- What you will do: Exactly reproduce the line containing "shoulder. Keep to one point per instance." together with every line after it, through the end of the entries, and give nothing more.

# start of Dataset content

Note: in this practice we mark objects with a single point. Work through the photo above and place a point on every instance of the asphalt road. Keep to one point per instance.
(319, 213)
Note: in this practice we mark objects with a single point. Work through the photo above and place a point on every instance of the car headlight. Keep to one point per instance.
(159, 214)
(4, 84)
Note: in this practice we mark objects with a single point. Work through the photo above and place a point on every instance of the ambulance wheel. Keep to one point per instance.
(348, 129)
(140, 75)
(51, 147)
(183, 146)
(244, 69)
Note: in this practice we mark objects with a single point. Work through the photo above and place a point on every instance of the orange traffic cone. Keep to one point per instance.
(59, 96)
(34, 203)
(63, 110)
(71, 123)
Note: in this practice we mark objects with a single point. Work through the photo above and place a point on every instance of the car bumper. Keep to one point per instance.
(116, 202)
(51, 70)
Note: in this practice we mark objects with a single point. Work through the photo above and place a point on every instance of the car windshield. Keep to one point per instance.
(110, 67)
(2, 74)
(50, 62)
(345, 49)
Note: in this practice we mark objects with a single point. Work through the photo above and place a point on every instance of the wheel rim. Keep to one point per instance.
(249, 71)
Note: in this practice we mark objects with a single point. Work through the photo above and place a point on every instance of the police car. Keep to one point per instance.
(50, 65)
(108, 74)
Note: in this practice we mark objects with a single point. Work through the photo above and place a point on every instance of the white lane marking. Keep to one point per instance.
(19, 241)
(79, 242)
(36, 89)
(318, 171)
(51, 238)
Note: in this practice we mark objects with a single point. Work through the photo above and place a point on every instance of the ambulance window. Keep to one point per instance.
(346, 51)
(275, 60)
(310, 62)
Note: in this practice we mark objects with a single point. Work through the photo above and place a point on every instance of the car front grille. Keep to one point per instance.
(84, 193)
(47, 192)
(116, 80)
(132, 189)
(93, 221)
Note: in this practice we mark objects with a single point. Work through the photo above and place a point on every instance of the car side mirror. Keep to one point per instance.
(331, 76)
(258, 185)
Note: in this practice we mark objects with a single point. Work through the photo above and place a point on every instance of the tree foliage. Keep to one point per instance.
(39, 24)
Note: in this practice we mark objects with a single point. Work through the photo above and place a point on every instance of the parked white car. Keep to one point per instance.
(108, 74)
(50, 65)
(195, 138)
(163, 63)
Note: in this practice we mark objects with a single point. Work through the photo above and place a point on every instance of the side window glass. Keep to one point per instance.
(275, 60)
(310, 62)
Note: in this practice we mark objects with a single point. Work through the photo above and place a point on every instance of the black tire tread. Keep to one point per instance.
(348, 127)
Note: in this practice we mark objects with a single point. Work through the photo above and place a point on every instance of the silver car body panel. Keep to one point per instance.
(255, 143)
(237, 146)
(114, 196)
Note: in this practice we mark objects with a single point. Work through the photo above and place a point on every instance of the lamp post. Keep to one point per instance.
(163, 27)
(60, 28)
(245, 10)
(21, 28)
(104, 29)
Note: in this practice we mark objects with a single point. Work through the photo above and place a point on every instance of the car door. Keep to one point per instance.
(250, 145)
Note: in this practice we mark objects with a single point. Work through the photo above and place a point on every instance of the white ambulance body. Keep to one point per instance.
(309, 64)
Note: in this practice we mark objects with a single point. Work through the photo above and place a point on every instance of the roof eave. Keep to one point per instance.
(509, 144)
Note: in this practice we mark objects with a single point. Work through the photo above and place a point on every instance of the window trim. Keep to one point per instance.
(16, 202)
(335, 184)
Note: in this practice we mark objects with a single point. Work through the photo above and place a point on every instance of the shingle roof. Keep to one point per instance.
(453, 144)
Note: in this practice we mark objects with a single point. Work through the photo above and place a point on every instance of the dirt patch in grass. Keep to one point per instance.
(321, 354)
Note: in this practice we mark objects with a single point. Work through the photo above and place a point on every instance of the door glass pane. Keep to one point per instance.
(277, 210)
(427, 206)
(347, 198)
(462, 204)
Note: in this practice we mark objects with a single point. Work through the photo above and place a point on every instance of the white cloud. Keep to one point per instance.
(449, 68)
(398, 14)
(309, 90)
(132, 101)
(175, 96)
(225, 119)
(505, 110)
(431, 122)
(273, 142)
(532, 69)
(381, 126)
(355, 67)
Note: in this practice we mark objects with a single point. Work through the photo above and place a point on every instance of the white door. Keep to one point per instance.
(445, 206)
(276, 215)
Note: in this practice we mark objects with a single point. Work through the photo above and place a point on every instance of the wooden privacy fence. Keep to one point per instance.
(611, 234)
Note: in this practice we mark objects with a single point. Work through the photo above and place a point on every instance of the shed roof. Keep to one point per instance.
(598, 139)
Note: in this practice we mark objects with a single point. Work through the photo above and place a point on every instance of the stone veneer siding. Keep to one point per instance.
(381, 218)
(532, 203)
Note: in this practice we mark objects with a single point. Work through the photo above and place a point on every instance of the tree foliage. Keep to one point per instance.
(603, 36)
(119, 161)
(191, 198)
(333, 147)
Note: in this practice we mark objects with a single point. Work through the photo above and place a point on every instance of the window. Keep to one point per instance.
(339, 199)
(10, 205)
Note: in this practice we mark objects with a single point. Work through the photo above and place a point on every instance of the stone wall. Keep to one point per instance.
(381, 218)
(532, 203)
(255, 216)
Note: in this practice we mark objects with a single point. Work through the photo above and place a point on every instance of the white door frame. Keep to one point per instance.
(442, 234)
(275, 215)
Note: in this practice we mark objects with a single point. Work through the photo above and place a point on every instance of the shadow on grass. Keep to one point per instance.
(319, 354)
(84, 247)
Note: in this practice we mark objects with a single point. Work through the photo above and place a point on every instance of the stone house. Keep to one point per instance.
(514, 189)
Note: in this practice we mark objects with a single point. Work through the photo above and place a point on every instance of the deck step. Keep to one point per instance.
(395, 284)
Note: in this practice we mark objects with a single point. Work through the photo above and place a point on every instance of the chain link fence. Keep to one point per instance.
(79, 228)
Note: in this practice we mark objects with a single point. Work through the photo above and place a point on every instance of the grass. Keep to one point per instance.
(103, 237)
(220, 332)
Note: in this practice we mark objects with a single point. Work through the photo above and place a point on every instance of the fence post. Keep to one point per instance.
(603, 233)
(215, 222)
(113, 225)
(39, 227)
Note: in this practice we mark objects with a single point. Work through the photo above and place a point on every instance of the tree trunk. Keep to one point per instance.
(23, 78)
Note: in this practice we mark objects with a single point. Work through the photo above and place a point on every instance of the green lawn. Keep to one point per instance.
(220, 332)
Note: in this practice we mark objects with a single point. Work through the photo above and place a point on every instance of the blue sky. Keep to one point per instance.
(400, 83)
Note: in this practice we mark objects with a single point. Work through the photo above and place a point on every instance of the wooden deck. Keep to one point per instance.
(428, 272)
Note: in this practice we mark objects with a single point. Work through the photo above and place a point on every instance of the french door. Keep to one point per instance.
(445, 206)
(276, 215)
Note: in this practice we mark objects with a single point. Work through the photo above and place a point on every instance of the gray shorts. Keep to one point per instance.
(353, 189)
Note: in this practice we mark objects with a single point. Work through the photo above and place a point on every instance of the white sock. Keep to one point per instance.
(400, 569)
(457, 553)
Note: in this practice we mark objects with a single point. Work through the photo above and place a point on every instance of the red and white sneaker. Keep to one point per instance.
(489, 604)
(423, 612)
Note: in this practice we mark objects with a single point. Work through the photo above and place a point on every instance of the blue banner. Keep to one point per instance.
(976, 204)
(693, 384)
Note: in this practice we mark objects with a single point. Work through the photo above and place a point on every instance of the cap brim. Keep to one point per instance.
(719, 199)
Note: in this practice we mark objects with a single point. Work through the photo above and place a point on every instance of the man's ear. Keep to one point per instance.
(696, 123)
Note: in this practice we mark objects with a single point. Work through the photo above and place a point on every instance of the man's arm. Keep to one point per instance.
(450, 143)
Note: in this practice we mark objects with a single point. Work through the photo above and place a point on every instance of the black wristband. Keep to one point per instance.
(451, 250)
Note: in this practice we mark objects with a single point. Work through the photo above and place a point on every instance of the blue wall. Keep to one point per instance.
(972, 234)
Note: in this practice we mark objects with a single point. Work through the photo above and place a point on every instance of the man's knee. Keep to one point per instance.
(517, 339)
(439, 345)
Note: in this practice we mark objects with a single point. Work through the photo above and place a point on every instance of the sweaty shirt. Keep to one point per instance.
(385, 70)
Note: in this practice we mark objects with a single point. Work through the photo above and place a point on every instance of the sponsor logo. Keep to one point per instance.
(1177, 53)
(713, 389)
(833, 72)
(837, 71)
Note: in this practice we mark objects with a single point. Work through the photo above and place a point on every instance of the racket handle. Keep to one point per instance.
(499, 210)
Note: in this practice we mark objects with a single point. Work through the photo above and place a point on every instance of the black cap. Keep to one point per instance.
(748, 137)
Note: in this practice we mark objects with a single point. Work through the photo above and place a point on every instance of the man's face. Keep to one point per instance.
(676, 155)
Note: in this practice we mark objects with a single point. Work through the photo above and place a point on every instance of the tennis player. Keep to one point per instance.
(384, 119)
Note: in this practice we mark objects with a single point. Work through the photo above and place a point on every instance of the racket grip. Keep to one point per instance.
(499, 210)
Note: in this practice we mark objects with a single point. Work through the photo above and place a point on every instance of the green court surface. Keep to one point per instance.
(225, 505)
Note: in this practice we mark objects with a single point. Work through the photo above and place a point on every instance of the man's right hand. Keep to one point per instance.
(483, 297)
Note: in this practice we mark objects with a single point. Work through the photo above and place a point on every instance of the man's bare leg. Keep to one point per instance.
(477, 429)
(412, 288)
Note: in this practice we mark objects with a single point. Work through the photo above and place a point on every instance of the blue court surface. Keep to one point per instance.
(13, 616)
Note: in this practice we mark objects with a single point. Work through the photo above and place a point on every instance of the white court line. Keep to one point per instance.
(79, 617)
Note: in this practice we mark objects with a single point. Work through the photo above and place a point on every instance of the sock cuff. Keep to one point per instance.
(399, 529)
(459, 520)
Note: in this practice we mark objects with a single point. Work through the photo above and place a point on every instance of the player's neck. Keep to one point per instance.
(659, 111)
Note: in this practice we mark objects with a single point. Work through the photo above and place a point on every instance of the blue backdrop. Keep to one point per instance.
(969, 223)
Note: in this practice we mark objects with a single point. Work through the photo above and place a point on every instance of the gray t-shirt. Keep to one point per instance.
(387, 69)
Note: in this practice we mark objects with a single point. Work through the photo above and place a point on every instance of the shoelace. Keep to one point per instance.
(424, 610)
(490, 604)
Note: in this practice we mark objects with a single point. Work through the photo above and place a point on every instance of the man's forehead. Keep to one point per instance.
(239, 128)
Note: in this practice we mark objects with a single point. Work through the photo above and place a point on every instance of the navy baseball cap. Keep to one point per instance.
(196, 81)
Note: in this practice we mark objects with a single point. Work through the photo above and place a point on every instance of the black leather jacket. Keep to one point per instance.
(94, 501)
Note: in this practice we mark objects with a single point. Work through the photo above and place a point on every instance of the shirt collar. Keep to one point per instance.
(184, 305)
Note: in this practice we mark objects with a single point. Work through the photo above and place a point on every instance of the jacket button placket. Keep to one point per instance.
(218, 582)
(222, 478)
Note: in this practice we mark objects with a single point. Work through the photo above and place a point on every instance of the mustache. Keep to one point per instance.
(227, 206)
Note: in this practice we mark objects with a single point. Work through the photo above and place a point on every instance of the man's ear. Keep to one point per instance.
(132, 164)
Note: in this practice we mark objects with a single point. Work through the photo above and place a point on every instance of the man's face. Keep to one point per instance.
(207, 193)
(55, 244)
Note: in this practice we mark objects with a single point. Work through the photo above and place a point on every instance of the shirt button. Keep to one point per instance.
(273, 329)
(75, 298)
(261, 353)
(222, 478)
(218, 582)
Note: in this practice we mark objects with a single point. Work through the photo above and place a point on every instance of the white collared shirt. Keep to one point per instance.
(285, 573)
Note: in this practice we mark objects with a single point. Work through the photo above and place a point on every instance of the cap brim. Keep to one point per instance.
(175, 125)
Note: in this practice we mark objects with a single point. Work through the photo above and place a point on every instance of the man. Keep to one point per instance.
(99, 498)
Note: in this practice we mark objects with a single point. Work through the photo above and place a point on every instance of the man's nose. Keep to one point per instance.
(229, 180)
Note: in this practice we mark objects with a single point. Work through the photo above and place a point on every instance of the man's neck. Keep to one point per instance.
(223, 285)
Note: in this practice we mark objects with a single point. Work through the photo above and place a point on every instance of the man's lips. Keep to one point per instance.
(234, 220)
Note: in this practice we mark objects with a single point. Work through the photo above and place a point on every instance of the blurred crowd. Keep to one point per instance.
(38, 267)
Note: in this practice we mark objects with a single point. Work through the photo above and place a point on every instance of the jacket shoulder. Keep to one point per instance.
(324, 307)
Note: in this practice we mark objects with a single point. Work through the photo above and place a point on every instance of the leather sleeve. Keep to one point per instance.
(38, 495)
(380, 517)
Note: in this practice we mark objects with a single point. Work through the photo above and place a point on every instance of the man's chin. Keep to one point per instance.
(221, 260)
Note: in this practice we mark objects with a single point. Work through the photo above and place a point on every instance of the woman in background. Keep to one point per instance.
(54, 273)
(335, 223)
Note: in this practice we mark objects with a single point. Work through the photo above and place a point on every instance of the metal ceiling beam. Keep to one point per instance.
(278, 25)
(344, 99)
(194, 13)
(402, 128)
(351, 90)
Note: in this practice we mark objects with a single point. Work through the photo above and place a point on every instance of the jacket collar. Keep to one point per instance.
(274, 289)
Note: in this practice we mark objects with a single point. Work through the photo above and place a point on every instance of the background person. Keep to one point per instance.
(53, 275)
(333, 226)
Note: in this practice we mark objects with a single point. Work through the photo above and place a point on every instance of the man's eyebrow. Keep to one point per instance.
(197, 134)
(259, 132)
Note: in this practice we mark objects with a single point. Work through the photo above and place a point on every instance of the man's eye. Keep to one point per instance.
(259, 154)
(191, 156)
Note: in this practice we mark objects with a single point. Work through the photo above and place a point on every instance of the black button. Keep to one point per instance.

# end of Dataset content

- Answer to the problem:
Note: in this practice we mark objects with a single point. Work through the photo above and place a point on every instance of the jacket shoulder. Keep to one point per instance.
(324, 307)
Note: in this practice we mark objects with a single point. Work through the photo above and place a point on every instance of the leather sleeve. Keep to one point per instance.
(38, 495)
(380, 517)
Note: in this practice we mark objects with a single point. Work through the photo above and place a point on every instance of the man's chin. Keep to one point per instance.
(221, 260)
Note: in this practice we mark objects with a single point. Work through the photo above and place a point on every instance of the woman in background. Keep to one point per instance.
(54, 273)
(335, 223)
Note: in this practice we mark objects with a single point. Work through the photo above and place a point on every instance of the metal ceiling beam. Keep to one point per instance.
(278, 25)
(344, 99)
(194, 13)
(402, 128)
(351, 90)
Note: in this practice we mark objects with a single point. Work through the photo above and place a point on every instance of the jacket collar. Keep to one point per instance.
(274, 289)
Note: in this practice we mark objects with a single point. Work through the photo above and place a point on every instance of the background person. Keep to one point per instance.
(53, 275)
(333, 226)
Note: in this practice we mark objects with a single point. Work through the photo above and place a point on every instance of the man's eyebrow. Keep to one point per instance.
(197, 134)
(259, 132)
Note: in this practice we mark objects with a single point. Work through the photo above and place a point on every instance of the man's eye. Keep to one point per instance.
(259, 154)
(191, 156)
Note: in this practice we mark objects with a single point. Work through the photo above and place a point on every instance of the black button. Keep to one point per instance.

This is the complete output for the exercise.